## Records to use

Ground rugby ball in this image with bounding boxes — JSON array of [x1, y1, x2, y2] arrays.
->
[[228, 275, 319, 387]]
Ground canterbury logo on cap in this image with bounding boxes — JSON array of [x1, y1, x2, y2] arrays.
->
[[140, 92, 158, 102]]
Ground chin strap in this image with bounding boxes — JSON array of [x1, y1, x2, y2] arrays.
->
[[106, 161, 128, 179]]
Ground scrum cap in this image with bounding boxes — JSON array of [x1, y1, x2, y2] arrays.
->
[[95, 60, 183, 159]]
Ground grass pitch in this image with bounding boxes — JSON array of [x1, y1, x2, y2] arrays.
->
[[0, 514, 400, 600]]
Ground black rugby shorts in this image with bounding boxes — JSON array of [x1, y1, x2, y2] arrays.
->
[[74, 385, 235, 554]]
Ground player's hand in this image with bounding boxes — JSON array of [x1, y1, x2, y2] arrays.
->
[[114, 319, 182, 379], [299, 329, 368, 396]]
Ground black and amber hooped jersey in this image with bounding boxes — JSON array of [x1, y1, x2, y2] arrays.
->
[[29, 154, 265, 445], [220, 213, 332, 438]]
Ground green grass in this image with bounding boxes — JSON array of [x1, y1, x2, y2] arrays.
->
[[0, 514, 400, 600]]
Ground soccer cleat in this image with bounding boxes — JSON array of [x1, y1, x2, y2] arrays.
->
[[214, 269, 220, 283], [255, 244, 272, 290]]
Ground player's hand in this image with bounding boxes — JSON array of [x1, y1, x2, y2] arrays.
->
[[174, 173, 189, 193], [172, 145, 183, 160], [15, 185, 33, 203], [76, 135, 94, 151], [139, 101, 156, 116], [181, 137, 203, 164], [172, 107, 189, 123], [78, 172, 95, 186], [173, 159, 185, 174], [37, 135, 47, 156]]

## Instructions for the task
Copy out every row above word for word, with no changes.

## Response to the exercise
Ground rugby ball in this image with bounding boxes — JSON array of [x1, y1, x2, y2] arrays.
->
[[228, 275, 319, 387]]
Ground canterbury logo on cap in this image with bounding boxes — JSON array of [x1, y1, x2, y2] arrays.
->
[[140, 92, 158, 102]]
Ground chin strap in this image with bounding boxes — JSON array of [x1, y1, x2, y2] arrays.
->
[[106, 161, 128, 179]]
Ground scrum cap in this image with bounding boxes — JSON array of [x1, y1, x2, y2] arrays.
->
[[95, 60, 183, 159]]
Ground grass pitch in this image with bounding boxes — JSON array of [x1, y1, x2, y2] arrays.
->
[[0, 514, 400, 600]]
Ground black rugby shorts in this image with bounding boxes — JSON array of [x1, y1, x2, y2] arrays.
->
[[74, 385, 235, 554]]
Ground player's hand in this image with bounding boxes — JSON array of [x1, y1, x2, y2] arrays.
->
[[114, 319, 182, 379], [299, 329, 368, 396]]
Ground black and amber hooped jersey in this image with bounding boxes — JSON array of [x1, y1, x2, y2] arrays.
->
[[29, 154, 265, 445], [220, 213, 332, 438]]
Ground green grass in this image with bounding boxes — JSON array of [x1, y1, x2, y2] arrays.
->
[[0, 514, 400, 600]]
Ground soccer cleat in this image with bounding boxes — JSON array of [x1, y1, x2, y2] arrays.
->
[[214, 269, 220, 283], [255, 244, 272, 290]]
Ground player's hand in this image with bounding boxes — JSON array of [x1, y1, x2, y2] arrays.
->
[[174, 173, 189, 193], [172, 145, 183, 160], [15, 185, 33, 203], [76, 135, 94, 151], [139, 101, 156, 116], [181, 137, 203, 164], [172, 107, 189, 123], [78, 172, 95, 186], [173, 159, 185, 174], [37, 135, 47, 156]]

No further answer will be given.